### What is required:
Beginning with the line that contains "girl's face, which", extract each line through the end of the listing below, with no additions or omissions.

===== Dataset =====

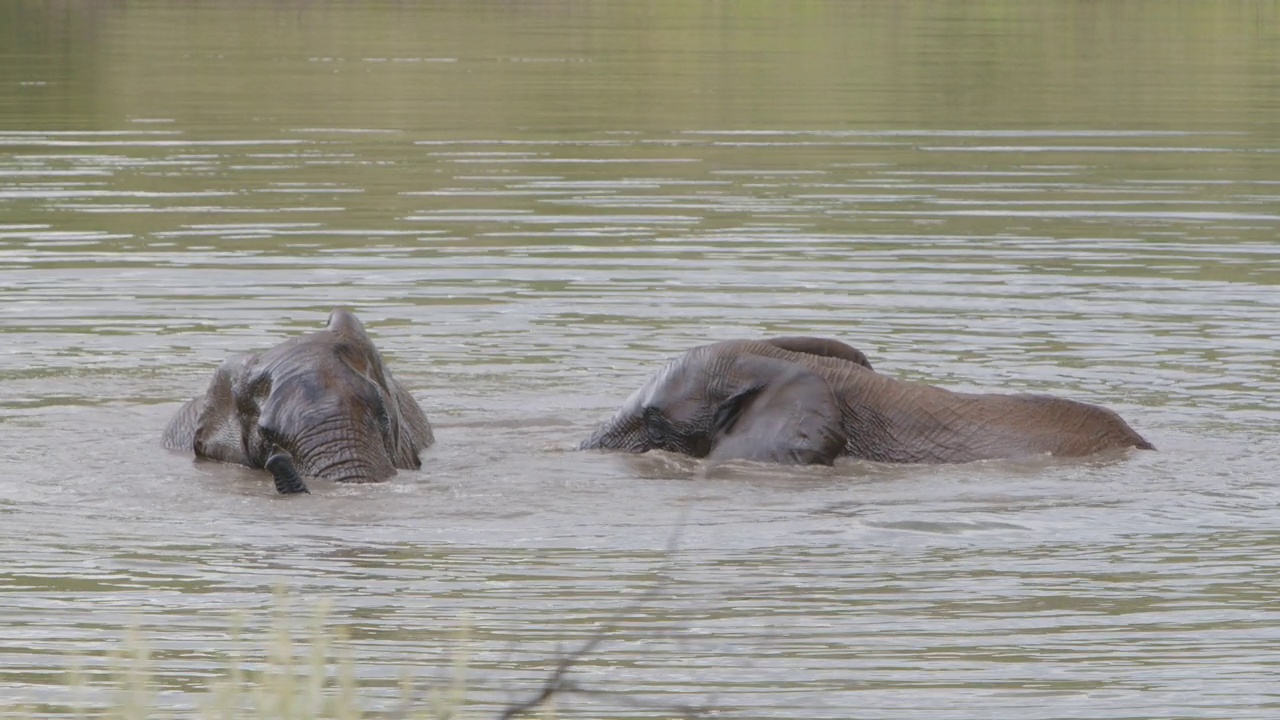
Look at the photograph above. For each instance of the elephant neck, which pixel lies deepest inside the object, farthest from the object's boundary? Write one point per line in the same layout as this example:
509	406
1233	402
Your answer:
891	420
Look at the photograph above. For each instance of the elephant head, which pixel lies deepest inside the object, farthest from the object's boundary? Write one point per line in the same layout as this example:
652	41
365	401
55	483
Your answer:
810	400
319	405
740	400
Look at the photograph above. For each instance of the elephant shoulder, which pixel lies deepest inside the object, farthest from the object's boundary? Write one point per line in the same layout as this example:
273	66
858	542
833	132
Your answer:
415	432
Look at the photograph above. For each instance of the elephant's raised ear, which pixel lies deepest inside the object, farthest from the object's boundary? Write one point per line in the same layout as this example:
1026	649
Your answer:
344	322
787	415
355	346
822	347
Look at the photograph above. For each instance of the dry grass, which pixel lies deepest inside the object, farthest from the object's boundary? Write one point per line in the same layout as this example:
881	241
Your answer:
280	674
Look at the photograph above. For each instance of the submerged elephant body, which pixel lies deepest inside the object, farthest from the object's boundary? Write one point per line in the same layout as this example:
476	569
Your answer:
319	405
812	400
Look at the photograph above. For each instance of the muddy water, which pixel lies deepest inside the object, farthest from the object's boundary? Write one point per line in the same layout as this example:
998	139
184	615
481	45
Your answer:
531	208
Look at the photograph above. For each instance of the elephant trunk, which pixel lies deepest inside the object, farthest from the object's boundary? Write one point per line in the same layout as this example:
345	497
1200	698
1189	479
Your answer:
286	474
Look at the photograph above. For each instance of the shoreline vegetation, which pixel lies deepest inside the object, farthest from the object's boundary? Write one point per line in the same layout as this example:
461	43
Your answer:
284	671
302	670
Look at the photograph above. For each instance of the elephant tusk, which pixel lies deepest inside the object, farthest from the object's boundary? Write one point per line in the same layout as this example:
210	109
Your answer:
286	474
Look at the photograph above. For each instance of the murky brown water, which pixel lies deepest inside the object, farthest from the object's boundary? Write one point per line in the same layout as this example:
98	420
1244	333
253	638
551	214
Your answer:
531	206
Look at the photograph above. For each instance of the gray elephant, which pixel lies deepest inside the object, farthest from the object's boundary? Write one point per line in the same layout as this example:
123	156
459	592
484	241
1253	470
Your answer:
321	405
810	400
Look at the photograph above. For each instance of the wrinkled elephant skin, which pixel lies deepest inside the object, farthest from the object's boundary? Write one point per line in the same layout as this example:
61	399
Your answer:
320	405
800	400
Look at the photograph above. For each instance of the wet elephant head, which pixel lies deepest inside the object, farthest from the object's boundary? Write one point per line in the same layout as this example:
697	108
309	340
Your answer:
320	405
739	400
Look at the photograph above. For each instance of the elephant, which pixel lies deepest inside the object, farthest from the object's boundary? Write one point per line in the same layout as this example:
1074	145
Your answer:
808	401
319	405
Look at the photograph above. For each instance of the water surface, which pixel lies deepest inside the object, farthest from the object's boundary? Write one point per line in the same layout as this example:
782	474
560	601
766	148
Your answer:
531	208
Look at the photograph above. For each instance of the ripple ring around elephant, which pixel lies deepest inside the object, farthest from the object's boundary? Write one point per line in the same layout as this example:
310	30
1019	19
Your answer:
800	400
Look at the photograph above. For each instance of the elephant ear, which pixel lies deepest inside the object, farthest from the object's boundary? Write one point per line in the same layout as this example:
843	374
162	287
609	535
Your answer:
218	432
787	415
356	349
822	347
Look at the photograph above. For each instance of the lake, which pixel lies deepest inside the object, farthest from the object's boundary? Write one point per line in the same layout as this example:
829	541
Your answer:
531	206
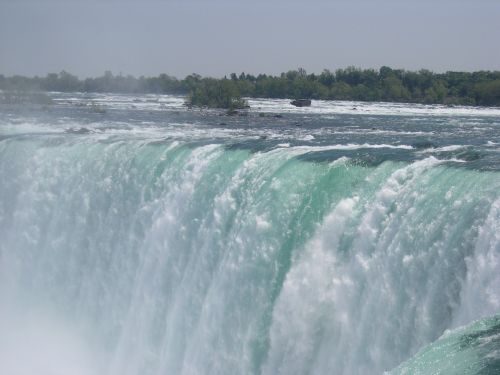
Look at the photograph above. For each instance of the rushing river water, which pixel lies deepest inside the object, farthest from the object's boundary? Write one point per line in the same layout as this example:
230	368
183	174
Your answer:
139	237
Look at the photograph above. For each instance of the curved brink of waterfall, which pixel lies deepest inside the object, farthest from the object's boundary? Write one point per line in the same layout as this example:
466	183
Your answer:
143	257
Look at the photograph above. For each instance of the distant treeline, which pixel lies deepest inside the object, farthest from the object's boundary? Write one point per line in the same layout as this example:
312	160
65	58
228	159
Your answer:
385	84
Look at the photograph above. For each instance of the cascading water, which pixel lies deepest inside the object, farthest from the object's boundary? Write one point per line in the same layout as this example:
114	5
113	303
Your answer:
128	248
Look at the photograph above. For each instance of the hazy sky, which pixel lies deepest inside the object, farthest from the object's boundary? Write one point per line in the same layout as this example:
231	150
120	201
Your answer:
219	37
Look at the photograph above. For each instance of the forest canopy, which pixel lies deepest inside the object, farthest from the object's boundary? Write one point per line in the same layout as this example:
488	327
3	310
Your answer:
351	83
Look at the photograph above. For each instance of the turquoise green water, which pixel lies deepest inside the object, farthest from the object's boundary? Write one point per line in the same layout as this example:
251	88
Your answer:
144	254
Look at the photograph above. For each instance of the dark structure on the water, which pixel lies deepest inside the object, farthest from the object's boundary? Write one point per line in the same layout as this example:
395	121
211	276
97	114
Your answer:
301	102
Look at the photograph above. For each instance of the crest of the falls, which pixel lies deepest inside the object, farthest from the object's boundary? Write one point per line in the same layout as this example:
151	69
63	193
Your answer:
145	254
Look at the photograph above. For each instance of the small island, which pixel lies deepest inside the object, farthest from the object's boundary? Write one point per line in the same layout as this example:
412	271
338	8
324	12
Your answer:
481	88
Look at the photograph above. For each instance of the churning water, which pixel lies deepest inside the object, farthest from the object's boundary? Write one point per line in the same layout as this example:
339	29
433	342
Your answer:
344	238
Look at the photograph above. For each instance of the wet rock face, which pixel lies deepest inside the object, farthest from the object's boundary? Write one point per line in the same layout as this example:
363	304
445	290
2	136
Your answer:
301	102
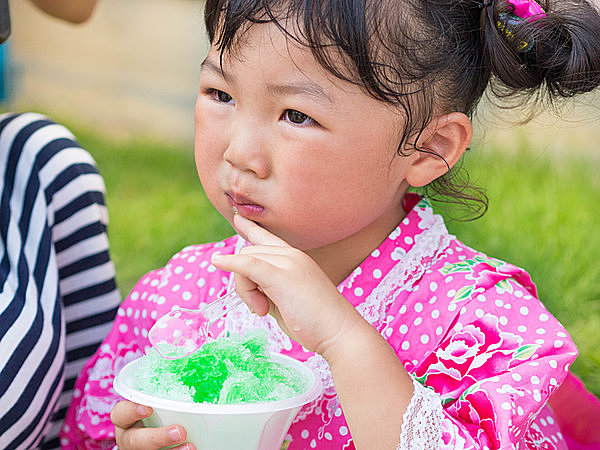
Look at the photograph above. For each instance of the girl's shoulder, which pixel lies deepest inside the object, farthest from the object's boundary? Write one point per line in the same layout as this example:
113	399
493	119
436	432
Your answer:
188	279
464	272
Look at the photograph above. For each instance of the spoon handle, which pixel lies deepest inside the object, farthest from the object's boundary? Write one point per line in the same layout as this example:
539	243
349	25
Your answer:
220	306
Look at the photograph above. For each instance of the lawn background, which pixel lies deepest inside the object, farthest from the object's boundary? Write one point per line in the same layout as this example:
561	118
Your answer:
543	216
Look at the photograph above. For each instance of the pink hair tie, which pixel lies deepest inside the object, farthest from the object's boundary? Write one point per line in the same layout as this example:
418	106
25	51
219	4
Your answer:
527	9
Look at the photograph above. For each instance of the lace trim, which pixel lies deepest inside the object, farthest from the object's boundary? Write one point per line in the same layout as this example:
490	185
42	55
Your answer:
402	277
421	426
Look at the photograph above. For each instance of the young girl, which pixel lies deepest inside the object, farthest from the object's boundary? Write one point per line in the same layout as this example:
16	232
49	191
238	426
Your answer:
312	121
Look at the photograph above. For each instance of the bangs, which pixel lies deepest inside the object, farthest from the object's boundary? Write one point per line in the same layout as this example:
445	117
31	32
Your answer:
341	34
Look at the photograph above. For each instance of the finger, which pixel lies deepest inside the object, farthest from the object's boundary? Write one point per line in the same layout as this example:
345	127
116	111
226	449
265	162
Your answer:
255	233
125	413
252	295
150	438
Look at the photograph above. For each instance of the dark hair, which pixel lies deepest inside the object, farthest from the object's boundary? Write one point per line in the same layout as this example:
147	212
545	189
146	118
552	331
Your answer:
432	56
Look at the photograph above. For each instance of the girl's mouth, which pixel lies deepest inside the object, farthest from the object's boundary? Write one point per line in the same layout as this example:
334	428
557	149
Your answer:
244	205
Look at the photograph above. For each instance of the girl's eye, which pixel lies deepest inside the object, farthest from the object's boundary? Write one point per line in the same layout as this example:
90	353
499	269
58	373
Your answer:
221	96
298	118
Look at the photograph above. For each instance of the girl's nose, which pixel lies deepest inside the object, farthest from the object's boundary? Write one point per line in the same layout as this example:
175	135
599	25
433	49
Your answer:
247	150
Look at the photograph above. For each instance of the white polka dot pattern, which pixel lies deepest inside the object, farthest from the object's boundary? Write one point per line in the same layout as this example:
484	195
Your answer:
463	324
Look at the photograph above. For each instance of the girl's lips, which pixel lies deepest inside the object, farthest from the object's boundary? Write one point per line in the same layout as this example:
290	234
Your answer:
244	206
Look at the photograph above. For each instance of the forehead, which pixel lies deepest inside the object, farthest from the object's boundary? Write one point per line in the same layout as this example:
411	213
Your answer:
275	53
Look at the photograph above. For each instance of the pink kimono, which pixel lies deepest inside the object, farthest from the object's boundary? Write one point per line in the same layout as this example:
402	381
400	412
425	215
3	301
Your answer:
467	326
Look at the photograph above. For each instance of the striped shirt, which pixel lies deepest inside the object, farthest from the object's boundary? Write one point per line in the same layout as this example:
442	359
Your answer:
58	294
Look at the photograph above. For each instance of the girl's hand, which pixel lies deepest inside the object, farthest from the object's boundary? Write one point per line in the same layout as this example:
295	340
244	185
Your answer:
273	277
130	434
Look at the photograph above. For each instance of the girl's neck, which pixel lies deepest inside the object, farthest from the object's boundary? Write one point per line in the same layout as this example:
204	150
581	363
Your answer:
339	259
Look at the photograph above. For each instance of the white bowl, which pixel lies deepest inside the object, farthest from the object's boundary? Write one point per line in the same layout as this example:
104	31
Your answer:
245	426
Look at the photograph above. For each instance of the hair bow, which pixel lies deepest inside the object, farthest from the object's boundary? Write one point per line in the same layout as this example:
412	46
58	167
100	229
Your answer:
527	9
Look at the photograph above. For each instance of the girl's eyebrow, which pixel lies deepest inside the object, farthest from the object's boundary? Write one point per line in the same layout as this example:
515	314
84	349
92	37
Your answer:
303	88
295	88
209	65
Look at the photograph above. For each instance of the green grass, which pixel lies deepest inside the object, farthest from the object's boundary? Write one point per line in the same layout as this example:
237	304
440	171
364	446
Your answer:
543	216
155	201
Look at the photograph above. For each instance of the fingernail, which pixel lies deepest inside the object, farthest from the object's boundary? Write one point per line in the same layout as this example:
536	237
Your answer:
174	434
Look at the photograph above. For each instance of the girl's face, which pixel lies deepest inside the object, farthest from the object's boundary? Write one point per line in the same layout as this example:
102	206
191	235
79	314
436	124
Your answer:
306	155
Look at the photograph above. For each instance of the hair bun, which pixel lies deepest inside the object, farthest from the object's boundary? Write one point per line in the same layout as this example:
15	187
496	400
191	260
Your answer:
559	53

=====

### Answer to the exercise:
Look at the photograph above. For each instance of the girl's face, which pixel lies deepest inside the object, farthest from the object's boundary? Write one point per line in the same layout as this example:
102	206
191	235
79	314
436	124
Your answer:
306	155
Look at the photograph above. For each instance of the hair bun, which pixel lies deepest inside the object, farthest from the object's boundary? Write one point per line in the same layout as this example:
15	187
496	400
191	260
Your answer:
559	53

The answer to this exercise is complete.